*Data for this task*.
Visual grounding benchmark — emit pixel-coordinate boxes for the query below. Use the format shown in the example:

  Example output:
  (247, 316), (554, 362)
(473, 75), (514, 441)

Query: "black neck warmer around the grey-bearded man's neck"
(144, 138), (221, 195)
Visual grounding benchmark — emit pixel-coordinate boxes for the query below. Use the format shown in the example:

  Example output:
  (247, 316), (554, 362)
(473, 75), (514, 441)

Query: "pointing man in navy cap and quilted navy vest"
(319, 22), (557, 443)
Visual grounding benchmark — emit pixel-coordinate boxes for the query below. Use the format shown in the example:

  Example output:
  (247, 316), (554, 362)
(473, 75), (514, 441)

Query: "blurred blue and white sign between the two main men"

*The task*.
Retype the entire listing without altering anything.

*Task response*.
Visual grounding benchmark — emit pixel-coordinate boxes for the query below. Use the format shown in the example:

  Example output:
  (247, 316), (554, 362)
(473, 75), (514, 441)

Query: "black neck warmer around the grey-bearded man's neck"
(144, 138), (221, 195)
Visual grounding benchmark — emit pixel-coordinate boxes for the query below. Use the format shown in the example:

  Example output:
  (247, 316), (554, 362)
(473, 75), (514, 441)

Query: "pointing man in navy cap and quilted navy vest"
(319, 22), (557, 443)
Visual grounding benchmark — emit pixel-coordinate boxes for the query below. Use the format shown in the example:

  Example output:
  (247, 316), (554, 362)
(473, 75), (514, 441)

Query: "blurred blue and white sign between the two main men"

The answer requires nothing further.